◆ **Task list**:
1. In the thread on CFS hard limits and libvirt cgroups, why is the unwanted behavior that Mark Peloquin ran into tied to libvirt? Explain in one to three sentences.
2. Resume the thread on CFS hard limits and libvirt cgroups, starting after its last sentence.

[START Passage given]

[libvirt] CFS Hardlimits and the libvirt cgroups implementation

Fri Jun 10 13:10:01 UTC 2011

On 06/10/2011 04:20 AM, Daniel P. Berrange wrote:
> On Wed, Jun 08, 2011 at 02:20:23PM -0500, Adam Litke wrote:
>> Hi all.  In this post I would like to bring up 3 issues which are
>> tightly related: 1. unwanted behavior when using cfs hardlimits with
>> libvirt, 2. Scaling cputune.share according to the number of vcpus, 3.
>> API proposal for CFS hardlimits support.
>>
>>
>> === 1 ===
>> Mark Peloquin (on cc:) has been looking at implementing CFS hard limit
>> support on top of the existing libvirt cgroups implementation and he has
>> run into some unwanted behavior when enabling quotas that seems to be
>> affected by the cgroup hierarchy being used by libvirt.

[END Passage given]
[START Provided material]

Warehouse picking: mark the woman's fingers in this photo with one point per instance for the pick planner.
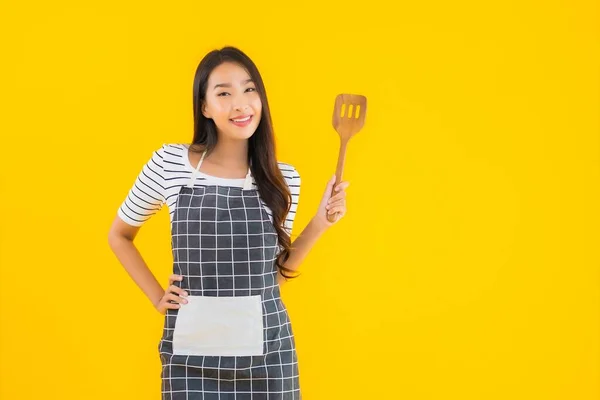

[END Provided material]

◆ **Results in order**:
1. When he enabled quotas, the unwanted behavior seemed to be affected by the cgroup hierarchy that libvirt uses. That links the problem to the existing libvirt cgroups implementation he was building hard limit support on.

2.
>>
>> Here are Mark's words on the subject (posted by me while Mark joins this
>> mailing list):
>> ------------------
>> I've conducted a number of measurements using CFS.
>>
>> The system config is a 2 socket Nehalem system with 64GB ram. Installed
>> is RHEL6.1-snap4. The guest VMs being used have RHEL5.5 - 32bit. I've
>> replaced the kernel with 2.6.39-rc6+ with patches from
>> Paul-V6-upstream-breakout.tar.bz2 for CFS bandwidth. The test config
>> uses 5 VMs of various vcpu and memory sizes. Being used are 2 VMs with 2
>> vcpus and 4GB of memory, 1 VM with 4vcpus/8GB, another VM with
>> 8vcpus/16GB and finally a VM with 16vcpus/16GB.
>>
>> Thus far the tests have been limited to cpu intensive workloads. Each VM
>> runs a single instance of the workload. The workload is configured to
>> create one thread for each vcpu in the VM. The workload is then capable
>> of completely saturation each vcpu in each VM.
>>
>> CFS was tested using two different topologies.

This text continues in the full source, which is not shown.